Region pointing data
•••••

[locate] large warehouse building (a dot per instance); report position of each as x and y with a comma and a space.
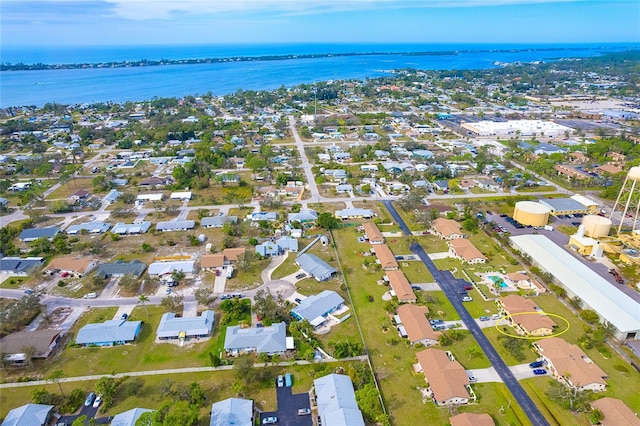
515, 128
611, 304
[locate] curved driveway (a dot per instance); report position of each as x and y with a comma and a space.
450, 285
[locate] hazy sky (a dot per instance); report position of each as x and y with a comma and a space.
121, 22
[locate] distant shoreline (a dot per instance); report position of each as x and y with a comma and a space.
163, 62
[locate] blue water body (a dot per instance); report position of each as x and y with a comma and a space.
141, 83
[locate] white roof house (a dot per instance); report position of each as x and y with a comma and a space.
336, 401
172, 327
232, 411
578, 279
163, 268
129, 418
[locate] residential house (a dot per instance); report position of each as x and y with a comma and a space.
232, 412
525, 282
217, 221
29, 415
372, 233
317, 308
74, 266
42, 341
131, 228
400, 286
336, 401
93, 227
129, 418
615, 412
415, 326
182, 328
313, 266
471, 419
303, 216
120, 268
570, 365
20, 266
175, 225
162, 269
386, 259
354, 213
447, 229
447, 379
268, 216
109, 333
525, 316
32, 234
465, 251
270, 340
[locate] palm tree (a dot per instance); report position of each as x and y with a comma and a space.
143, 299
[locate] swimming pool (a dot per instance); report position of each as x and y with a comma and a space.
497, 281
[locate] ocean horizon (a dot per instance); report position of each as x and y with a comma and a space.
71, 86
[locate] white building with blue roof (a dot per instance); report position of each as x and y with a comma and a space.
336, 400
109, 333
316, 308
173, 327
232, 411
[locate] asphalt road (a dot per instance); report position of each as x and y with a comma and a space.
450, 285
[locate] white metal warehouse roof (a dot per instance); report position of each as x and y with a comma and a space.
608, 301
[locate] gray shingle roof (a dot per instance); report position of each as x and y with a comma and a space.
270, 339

•••••

§ **TASK BRIEF**
Output the entries verbatim but drop the images.

§ **ANSWER AREA**
[locate] large warehouse building (a dot per instance); report position of each as x and y with a comma and a space.
515, 128
611, 304
[locate] curved driveway (a dot per instance); report position of each as x and y with a comma and a space.
450, 285
[locate] hazy sky (a dot per instance); report position of each as x and y with a comma and a space.
121, 22
[locate] distant shoreline (a dot per instance); report position of each as x and y with a comma and a space.
163, 62
[locate] blue water body (a dot per instance); report position of each as x and y with a comma and a space.
141, 83
[locate] white roof house (a dot per instance); report position of each as x and y with a comma and a space.
336, 401
172, 327
232, 411
578, 279
163, 268
129, 418
[locate] residential house (a dot per instance); report position of each as x and y with a comma and a space.
232, 412
525, 282
217, 221
29, 415
372, 233
317, 308
74, 266
42, 341
131, 228
400, 286
336, 401
93, 227
129, 418
615, 412
415, 326
182, 328
313, 266
471, 419
303, 216
120, 268
570, 365
20, 266
175, 225
162, 269
386, 259
354, 213
447, 229
447, 379
268, 216
109, 333
525, 316
32, 234
465, 251
270, 340
[locate] palm tree (a dot per instance); report position of each as x and y with a comma and a space.
143, 299
[locate] swimming pool (a dot per instance); report position of each as x and y with a comma and a space.
497, 281
[locate] ocean horizon (a dot per instance); report position of each as x and y with a comma and a space.
71, 86
[locate] white building with blue roof (a dot per instance); report position of each as x and y with a comma and a space.
336, 400
109, 333
316, 308
173, 327
232, 411
[locate] asphalt road (a dot per instance); report position of each as x and y with a comma and a space.
450, 285
[locate] white metal warehouse roof (a dot per instance); report position of each as x and y with a comma and a space.
608, 301
[locate] gray shingle roof (a dot per instance); report position of each as x and y with a comma and a space.
270, 339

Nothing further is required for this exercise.